[Document excerpt]:
────────────────────

Before running a module, make sure that the base and the module images are built.

Python and pip version

This project is built using Python3, therefore any python command specified in this guide refers to python3. If in doubt whether the python command is executing the right version it is better to explicitelly specify the version the following way python3 inteast of using python. Same applies with the python package magaer pip, use pip3 as teh command.

Configuration file

Before you can use each module, you must create a configuration file. A sample configuration file is provided with each module. Each sample configuration file has comments describing what fields do. Here we will talk about the more important fields.

After creating and configuring the configuration file, one is ready to run the module. When executing the wrapper scripts, pass the configuration file as an argument. For more help, see each wrapper script’s help output for complete and more accurate usage information.

Server URLS

The format is a follows:

procotol://host:port

Note

There is no trailing /

The protocol can be either http or https. By default, the protocol will be http; one can configure https by adding a reverse proxy like Nginx in front of each server.

Setting up the encryption policy

Policy matching is done according to the Collector’s configuration file. One Specifies rules to match fields in each record. Each rule has an associated CPABE policy that will be applied to the field if matching. If no rule matches, the default policy is applied. One can use an exact match or regex match for a field. Encryption is done field-wise. Aside from encryption policy, the policy administrator must also specify what field will be indexed for encrypted searching. This can be done in a similar fashion as encryption rules.

────────────────────

[Information shown]:
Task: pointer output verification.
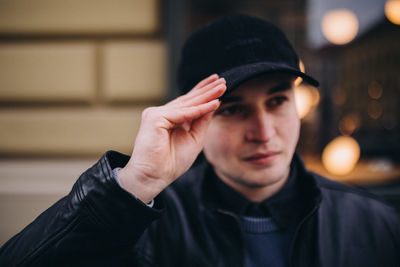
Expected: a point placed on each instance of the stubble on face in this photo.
(251, 140)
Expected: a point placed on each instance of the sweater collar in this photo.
(286, 207)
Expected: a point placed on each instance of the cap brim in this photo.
(236, 76)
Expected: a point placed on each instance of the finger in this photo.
(182, 99)
(205, 81)
(178, 117)
(208, 87)
(211, 94)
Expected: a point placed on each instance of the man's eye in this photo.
(276, 101)
(231, 110)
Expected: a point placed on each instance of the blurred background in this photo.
(75, 76)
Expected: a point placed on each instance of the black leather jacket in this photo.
(100, 224)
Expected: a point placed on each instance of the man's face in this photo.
(252, 136)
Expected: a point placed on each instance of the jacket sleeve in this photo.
(96, 224)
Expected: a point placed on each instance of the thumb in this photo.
(199, 126)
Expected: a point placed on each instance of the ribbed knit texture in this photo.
(266, 243)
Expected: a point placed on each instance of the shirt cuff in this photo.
(116, 177)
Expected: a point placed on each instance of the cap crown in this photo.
(231, 42)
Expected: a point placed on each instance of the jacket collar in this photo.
(287, 207)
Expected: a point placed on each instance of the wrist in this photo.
(143, 188)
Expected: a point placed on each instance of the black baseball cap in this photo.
(238, 48)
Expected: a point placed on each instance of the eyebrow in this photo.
(284, 86)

────────────────────

[What this task involves]:
Answer these questions using the module setup guide:
1. Which version of Python is the project built with?
2. What protocol do server URLs use by default?
3. What policy is applied to a field when no rule matches?

[Result of this task]:
1. Python3.
2. HTTP.
3. The default policy.